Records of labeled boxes
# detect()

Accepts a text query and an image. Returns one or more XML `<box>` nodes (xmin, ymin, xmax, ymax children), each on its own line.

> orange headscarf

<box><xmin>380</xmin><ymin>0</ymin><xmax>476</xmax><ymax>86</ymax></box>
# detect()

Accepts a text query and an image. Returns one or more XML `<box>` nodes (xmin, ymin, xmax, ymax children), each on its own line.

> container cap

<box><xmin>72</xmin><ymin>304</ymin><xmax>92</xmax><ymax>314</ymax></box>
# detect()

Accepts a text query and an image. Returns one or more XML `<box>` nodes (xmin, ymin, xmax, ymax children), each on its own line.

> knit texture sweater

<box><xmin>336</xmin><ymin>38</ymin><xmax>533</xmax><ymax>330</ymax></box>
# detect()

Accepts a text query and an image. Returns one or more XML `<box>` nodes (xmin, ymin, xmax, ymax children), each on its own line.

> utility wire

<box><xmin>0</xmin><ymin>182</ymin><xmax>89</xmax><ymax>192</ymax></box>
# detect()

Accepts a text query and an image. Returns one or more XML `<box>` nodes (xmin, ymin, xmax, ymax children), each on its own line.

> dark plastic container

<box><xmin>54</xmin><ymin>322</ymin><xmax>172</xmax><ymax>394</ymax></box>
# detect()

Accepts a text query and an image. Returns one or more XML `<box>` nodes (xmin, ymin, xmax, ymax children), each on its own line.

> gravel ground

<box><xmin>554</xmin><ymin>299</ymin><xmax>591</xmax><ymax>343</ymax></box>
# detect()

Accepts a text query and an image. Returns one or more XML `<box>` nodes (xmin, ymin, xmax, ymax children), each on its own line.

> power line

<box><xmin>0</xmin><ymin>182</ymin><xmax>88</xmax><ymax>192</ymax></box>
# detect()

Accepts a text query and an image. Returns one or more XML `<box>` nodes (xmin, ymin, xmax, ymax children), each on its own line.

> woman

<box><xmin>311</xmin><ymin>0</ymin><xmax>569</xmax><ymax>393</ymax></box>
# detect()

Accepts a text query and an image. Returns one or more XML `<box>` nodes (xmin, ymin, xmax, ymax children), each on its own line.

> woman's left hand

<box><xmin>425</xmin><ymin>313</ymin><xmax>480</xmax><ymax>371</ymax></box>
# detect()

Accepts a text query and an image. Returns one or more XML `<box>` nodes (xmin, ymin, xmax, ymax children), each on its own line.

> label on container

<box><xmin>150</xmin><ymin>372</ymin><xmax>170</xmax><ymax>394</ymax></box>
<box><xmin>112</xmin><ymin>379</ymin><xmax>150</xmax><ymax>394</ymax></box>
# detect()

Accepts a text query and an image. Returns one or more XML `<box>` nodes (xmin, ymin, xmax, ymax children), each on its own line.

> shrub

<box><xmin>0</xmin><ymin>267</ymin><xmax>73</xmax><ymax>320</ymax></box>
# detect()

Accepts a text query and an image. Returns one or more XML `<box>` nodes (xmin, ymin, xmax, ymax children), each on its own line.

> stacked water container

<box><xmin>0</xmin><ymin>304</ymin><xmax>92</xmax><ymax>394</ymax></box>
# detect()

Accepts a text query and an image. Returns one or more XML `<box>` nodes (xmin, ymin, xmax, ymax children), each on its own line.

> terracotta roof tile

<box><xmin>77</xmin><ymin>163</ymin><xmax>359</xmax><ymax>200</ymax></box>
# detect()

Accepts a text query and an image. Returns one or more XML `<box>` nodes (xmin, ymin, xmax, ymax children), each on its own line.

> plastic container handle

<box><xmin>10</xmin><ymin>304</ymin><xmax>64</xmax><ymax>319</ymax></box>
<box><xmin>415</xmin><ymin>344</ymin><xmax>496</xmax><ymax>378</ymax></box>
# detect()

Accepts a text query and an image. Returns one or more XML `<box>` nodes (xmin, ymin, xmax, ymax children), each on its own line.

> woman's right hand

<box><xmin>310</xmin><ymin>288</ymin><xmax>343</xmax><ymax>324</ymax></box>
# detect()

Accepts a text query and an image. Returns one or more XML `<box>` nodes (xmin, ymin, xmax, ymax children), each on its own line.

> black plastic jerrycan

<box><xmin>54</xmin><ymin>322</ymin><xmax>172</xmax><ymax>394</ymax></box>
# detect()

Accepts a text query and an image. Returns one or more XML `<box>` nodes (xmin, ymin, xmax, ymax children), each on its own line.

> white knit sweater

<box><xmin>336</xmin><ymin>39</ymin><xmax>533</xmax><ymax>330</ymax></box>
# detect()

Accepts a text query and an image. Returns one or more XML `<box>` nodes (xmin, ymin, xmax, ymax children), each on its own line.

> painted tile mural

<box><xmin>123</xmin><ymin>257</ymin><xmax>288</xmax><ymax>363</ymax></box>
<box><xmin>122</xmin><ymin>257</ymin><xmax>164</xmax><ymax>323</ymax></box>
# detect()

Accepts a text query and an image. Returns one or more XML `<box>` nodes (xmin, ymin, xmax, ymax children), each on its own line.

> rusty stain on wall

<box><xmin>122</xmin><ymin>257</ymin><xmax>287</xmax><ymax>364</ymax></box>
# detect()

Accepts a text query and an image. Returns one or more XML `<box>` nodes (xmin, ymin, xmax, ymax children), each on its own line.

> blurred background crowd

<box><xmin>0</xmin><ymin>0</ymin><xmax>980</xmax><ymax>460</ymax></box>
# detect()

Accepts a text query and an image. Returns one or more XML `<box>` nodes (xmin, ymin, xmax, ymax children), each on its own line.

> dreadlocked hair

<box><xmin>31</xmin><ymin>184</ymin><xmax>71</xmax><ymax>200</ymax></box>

To be done: Locate each line above that contains the word "sweater", with case counting, and copy those lines out in full.

Final result:
> knit texture sweater
> white knit sweater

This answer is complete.